File Format and Naming
Format
The service can subscribe to a number of different ingestion topics. For each topic, a folder
on the bucket is created to contain all the files related to the same topic. Each created file
is composed by messages coming from a single partition of that topic.
Within the file messages are saved one by line adopting the following JSON format:
{
"type": "object",
"properties": {
"timestamp": {
"type": "string",
"format": "datetime",
"description": "timestamp when the message was received on the cluster"
},
"partition": {
"type" : "number",
"description": "partition identifier containing this message"
},
"offset": {
"type" : "number",
"description": "offset of the message"
},
"key": {
"type" : "string",
"description": "message key encoded as JSON string"
},
"payload": {
"type" : "string",
"description": "message payload encoded as JSON string"
}
}
}
Naming
Each file is named after the data it contains based on the following convention:
<iso-timestamp-first-message-in-batch>_<topic-name>_<partition-number>_<offset-first-record-in-batch>_<epoch-timestamp-message-was-consumed>.txt
For example, this is a generated filename:
2022-11-14T13:26:37.728Z_fd-historical-data.DEV.fast-pizza.orders.ingestion_0_312_1668432398047.txt
Event Format
Once the service terminates processing a set of messages coming from a single partition, it emits a new message on a Kafka topic to notify downstream components of such action. The produced event employs the structure reported below:
Message Key
A message key has the following json schema:
{
"type": "object",
"properties": {
"topic": {
"type": "string",
"description": "topic name from which messages where consumed"
},
"partition": {
"type": "number",
"description": "partition identifier from which messages where consumed"
}
}
}
Message Payload
A message payload has the following json schema:
{
"type": "object",
"properties": {
"filePath": {
"type": "string",
"description": "full filepath to retrieve saved file from bucket"
},
"batchTimeStart": {
"type": "string",
"format": "datetime",
"description": "timestamp of the first message contained in the batch"
},
"batchTimeEnd": {
"type": "string",
"format": "datetime",
"description": "timestamp of the last message contained in the batch"
},
"batchOffsetStart": {
"type": "number",
"description": "offset of the first message contained in the batch"
},
"batchOffsetEnd": {
"type": "number",
"description": "offset of the last message contained in the batch"
},
"batchSize": {
"type": "number",
"description": "number of messages contained in the stored file"
}
}
}
Scaling And Fine Tuning
Memory
The service will allocate, on startup the equivalent of
bss.max-cache-size * <number of topics> * <number of partitions> + ~100MB
This amount depends on the number of replicas of the service you'll deploy and the partitioning strategies adopted by consumers and brokers.
Roughly on 3 topics with 9 partitions each we'd recommend:
- request: 400
- limit: 600
with 1 topic and 1 partition the service averages a consumption of ~130MB
We recommend file sizes larger than 5MB. The larger the file size is the larger backpressure applies on the Kafka consumer due to upload time. This consideration highly depends on the network latency and the bucket itself.
On the other side, upon download the larger the file size the best streaming capabilities can be achieved by the reader.
Service Routes
The service provides status/healthcheck routes for when deployed in a cluster environment:
/-/health/live
: liveness endpoint/-/health/ready
: readiness endpoint/-/health/started
: startup endpoint
Moreover Prometheous
metrics are available at:
/-/metrics
: metrics endpoint returning them inPrometheus
format.

Goal A
In the service documentation, translate this sentence into Spanish: "Each created file is composed by messages coming from a single partition of that topic."
Goal B
Update everything in the service documentation from "Roughly on 3" down to "the bucket itself." so that "network bandwidth" stands in place of "network latency".

Items
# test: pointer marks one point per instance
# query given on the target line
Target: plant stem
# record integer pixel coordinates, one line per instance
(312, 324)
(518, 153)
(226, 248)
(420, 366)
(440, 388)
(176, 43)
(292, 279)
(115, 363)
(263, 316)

Full output A
Cada archivo creado está compuesto por mensajes que provienen de una única partición de ese tema.

Full output B
Roughly on 3 topics with 9 partitions each we'd recommend:
- request: 400
- limit: 600
with 1 topic and 1 partition the service averages a consumption of ~130MB
We recommend file sizes larger than 5MB. The larger the file size is the larger backpressure applies on the Kafka consumer due to upload time. This consideration highly depends on the network bandwidth and the bucket itself.